TEKS KUTIPAN
OTT di Sumatera Utara: 20 Persen Anggaran Disiapkan untuk Suap

Beritasob.com – , Jakarta – Komisi Pemberantasan Korupsi (KPK) menyebut proyek pembangunan jalan di Sumatera Utara senilai Rp 231,8 miliar diduga sengaja diatur agar dimenangkan oleh PT DNG dan PT RN.
KPK telah menetapkan Direktur Utama PT DNG, Akhirun Efendi Siregar, dan Direktur PT RN, M. Rayhan Dulasmi Pilang, telah ditetapkan sebagai tersangka karena diduga memberikan suap kepada sejumlah pihak, termasuk Kepala Dinas Pekerjaan Umum dan Penataan Ruang (PUPR) Provinsi Sumatera Utara, Topan Obaja Putra Ginting, demi memenangkan proyek tersebut.

INFORMASI YANG DIBERIKAN

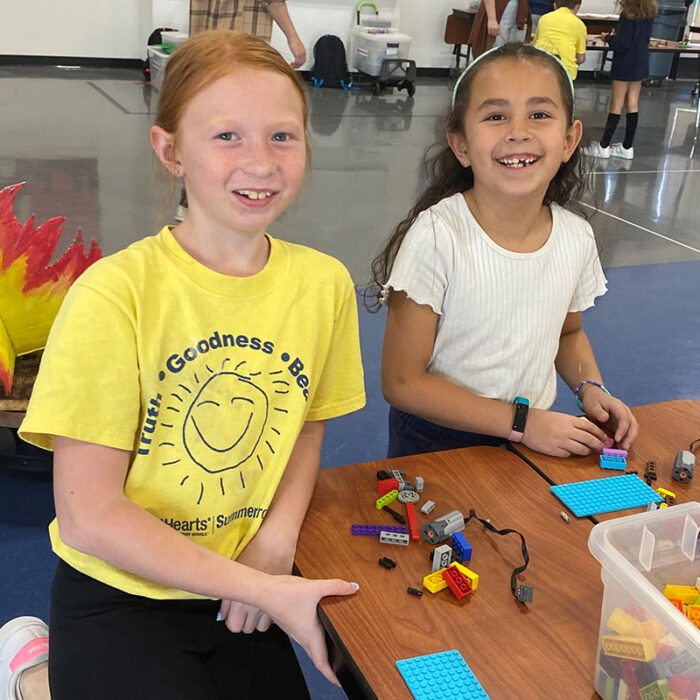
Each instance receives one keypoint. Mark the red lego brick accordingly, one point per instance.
(386, 485)
(457, 582)
(412, 524)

DAFTAR TUGAS
1. Menurut teks kutipan, berapa nilai proyek pembangunan jalan di Sumatera Utara itu?
2. Apakah setiap pernyataan berikut sesuai dengan teks kutipan? Jawab ya atau tidak, lalu sertakan kata-kata penentu dari teks. (a) Proyek itu diduga diatur agar dimenangkan oleh PT DNG dan PT RN. (b) Akhirun Efendi Siregar adalah Direktur PT RN. (c) Topan Obaja Putra Ginting menjabat Kepala Dinas PUPR Provinsi Sumatera Utara.
3. Menurut teks kutipan, mengapa Akhirun Efendi Siregar dan M. Rayhan Dulasmi Pilang ditetapkan sebagai tersangka?
Materi tersebut berdiri sendiri dan terpisah dari teks kutipan.

DAFTAR JAWABAN
1. Rp 231,8 miliar.

2.
(a) Ya: "diduga sengaja diatur agar dimenangkan oleh PT DNG dan PT RN"
(b) Tidak: "Direktur Utama PT DNG, Akhirun Efendi Siregar"
(c) Ya: "Kepala Dinas Pekerjaan Umum dan Penataan Ruang (PUPR) Provinsi Sumatera Utara, Topan Obaja Putra Ginting"

3. Keduanya diduga memberikan suap kepada sejumlah pihak, termasuk Kepala Dinas PUPR Provinsi Sumatera Utara, Topan Obaja Putra Ginting. Suap itu diduga diberikan demi memenangkan proyek tersebut.